Task to complete =>
Reproduce verbatim every line from the one that includes "frame and record the coordinates." to the closing line of the entries; omit everything before it.

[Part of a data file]

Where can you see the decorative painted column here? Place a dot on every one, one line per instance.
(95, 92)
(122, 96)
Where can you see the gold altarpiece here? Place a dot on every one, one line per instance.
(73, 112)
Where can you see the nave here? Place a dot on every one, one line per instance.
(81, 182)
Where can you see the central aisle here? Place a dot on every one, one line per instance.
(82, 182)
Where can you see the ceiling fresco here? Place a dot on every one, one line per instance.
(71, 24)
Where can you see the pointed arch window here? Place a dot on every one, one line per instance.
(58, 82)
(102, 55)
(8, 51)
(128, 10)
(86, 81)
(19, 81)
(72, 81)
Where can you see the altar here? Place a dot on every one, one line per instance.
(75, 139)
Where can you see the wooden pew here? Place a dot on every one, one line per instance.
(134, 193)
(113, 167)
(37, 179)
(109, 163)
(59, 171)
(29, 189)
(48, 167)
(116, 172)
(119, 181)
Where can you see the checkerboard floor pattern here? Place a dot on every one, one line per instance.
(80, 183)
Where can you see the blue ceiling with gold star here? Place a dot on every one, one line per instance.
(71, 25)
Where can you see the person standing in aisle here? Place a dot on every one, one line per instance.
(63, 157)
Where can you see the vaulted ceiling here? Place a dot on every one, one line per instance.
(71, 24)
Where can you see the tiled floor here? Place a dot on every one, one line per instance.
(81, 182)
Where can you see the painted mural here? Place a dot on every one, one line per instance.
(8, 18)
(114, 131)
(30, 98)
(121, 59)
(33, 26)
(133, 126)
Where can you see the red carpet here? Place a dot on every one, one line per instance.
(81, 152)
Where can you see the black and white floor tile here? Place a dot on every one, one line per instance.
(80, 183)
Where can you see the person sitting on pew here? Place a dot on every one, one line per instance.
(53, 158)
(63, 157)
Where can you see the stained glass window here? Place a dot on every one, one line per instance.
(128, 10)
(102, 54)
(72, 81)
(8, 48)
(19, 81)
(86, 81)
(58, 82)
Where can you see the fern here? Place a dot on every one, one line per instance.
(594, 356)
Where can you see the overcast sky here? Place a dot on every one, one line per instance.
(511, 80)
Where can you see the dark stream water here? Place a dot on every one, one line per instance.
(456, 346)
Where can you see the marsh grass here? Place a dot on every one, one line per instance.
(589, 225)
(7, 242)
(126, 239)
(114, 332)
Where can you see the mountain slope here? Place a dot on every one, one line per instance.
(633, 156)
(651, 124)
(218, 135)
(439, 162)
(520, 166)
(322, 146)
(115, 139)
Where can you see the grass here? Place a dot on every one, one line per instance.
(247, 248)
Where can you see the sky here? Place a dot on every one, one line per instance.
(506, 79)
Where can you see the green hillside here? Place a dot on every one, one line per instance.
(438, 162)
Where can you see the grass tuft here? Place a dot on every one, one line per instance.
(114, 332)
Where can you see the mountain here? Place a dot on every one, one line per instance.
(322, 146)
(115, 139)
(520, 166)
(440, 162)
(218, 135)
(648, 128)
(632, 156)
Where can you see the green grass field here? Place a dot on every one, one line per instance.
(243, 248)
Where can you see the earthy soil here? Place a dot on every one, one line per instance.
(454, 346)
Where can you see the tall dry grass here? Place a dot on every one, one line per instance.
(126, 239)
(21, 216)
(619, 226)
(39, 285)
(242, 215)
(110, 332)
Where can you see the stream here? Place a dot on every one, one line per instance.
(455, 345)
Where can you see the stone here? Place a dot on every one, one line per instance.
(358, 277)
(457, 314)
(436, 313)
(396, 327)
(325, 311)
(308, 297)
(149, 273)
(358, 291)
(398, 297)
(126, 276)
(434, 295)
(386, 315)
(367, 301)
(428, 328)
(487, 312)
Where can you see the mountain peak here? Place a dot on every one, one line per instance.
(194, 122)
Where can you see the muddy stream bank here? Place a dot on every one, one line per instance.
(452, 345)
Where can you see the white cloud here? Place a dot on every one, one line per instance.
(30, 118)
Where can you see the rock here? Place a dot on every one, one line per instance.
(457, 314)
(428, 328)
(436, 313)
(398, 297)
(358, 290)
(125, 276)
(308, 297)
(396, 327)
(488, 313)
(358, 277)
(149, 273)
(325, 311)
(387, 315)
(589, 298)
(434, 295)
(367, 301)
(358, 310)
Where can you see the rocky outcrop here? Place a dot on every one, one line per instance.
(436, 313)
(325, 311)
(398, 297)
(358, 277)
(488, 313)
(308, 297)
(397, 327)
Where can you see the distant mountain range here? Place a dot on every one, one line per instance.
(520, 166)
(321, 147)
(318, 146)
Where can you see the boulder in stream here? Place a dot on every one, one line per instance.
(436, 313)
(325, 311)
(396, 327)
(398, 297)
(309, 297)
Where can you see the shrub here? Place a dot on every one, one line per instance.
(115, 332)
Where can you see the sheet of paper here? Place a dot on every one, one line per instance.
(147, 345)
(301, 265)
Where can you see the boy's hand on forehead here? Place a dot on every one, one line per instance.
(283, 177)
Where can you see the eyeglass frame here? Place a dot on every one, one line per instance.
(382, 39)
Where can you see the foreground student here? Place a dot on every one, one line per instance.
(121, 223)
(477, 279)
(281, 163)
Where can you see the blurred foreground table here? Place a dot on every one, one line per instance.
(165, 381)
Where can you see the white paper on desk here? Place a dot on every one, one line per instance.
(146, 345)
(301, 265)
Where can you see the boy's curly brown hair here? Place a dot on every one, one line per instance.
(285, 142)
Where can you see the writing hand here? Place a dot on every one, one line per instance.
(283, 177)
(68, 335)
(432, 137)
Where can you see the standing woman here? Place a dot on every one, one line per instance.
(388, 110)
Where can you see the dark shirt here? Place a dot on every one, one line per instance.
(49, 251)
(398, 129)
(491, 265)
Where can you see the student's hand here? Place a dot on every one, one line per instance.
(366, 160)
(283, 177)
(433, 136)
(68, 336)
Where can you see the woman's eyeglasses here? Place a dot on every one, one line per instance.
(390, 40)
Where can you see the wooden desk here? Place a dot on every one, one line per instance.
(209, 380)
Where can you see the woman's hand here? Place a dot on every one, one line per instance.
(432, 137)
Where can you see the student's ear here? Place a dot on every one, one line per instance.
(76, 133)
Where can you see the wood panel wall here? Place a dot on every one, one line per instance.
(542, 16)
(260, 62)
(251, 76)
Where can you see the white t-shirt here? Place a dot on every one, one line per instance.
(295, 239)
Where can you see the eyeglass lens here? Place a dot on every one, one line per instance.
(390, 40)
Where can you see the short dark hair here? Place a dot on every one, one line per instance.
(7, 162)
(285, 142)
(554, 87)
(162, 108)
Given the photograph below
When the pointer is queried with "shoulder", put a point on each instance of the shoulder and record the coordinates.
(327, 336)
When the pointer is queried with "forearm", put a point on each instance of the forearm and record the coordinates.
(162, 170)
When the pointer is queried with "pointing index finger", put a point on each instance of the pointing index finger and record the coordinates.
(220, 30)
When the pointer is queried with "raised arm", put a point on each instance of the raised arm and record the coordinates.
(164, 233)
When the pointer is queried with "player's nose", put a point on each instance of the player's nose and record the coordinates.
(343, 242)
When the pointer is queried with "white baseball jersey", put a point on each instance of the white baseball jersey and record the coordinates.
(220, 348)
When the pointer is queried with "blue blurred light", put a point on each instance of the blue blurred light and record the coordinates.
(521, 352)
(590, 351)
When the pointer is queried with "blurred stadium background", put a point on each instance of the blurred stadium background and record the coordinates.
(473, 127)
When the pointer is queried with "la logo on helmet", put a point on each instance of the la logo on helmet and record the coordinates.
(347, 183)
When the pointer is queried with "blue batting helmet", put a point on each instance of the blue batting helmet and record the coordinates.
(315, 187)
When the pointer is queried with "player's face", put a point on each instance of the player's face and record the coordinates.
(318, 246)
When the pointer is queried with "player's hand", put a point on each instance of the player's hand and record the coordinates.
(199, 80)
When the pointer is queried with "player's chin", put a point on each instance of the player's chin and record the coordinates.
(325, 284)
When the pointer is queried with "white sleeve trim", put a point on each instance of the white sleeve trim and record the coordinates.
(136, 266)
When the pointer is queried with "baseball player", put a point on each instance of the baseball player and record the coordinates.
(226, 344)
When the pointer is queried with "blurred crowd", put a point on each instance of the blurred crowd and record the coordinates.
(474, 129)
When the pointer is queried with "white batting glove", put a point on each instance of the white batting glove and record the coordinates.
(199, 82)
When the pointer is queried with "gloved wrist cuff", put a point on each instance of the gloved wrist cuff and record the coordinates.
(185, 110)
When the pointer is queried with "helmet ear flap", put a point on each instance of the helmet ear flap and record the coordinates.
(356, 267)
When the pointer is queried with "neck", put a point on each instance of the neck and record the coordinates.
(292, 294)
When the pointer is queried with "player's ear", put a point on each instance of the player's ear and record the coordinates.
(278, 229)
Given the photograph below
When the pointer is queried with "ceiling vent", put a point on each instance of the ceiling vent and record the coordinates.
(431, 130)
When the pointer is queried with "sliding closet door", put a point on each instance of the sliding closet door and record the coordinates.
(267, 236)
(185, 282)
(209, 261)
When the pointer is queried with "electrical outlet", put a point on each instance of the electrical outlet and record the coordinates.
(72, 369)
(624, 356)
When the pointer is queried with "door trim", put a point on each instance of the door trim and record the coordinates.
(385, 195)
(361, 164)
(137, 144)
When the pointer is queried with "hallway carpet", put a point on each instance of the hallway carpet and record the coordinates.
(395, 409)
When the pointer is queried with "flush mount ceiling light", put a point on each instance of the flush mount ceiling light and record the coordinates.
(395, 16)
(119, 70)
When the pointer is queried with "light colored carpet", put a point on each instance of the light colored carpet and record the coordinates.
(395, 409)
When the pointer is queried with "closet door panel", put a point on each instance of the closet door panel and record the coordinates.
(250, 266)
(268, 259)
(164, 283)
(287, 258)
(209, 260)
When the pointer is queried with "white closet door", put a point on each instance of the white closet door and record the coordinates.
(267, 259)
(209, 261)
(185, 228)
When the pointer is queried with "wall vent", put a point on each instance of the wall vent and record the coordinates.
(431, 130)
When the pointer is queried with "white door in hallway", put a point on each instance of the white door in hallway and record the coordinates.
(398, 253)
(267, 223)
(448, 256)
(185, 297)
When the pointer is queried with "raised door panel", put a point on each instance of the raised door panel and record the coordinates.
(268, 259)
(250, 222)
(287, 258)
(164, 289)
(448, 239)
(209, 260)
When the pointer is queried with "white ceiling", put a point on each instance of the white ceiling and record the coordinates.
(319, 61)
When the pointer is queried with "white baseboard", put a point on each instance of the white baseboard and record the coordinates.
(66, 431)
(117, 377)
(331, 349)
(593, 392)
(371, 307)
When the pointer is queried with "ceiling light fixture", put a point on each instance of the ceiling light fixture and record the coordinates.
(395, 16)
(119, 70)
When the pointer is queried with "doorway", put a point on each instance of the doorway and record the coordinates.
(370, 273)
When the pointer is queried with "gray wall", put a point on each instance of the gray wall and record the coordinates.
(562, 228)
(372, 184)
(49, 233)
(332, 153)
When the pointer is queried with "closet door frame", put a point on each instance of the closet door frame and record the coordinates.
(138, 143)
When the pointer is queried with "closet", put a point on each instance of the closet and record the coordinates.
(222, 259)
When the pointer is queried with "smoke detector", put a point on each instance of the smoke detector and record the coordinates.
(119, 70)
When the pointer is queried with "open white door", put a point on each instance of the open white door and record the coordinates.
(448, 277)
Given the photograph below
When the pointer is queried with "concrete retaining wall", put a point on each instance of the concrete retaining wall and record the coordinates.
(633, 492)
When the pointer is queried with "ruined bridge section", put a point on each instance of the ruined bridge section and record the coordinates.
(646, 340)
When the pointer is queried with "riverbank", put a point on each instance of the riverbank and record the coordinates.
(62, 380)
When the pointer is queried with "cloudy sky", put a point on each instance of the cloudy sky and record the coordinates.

Reply =>
When the pointer is queried with "closet door frame", put a point on each instance of the closet door frame and record the coordinates.
(138, 143)
When the pointer is queried with "closet", put a point on each instance of the closet and record the coordinates.
(222, 259)
When the pointer is queried with "smoke detector", put a point on each instance of the smoke detector and record the coordinates.
(119, 70)
When the pointer is queried with "open white door", put a point on each instance of the open white door and record the coordinates.
(448, 277)
Given the photograph below
When the pointer is queried with "concrete retaining wall", put a point on each instance of the concrete retaining wall and record the coordinates.
(633, 492)
When the pointer is queried with "ruined bridge section", put a point on each instance of the ruined bridge section and record the coordinates.
(646, 340)
When the pointer is queried with "riverbank", put a point on each instance of the riverbank and record the coordinates.
(62, 380)
When the pointer is queried with "cloudy sky", put a point on each instance of the cloudy sky and record the coordinates.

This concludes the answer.